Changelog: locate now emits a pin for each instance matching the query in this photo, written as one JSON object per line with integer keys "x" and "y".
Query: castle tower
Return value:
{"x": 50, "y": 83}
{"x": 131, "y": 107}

+-------+

### Task instructions
Rewrite the listing above as a Markdown table with two columns, Row and Line, giving each non-blank line its own numbered row.

### Worked answer
| Row | Line |
|---|---|
| 1 | Changelog: locate now emits a pin for each instance matching the query in this photo, written as one JSON object per line with integer keys "x" and "y". |
| 2 | Query: castle tower |
| 3 | Return value: |
| 4 | {"x": 50, "y": 83} |
| 5 | {"x": 131, "y": 107} |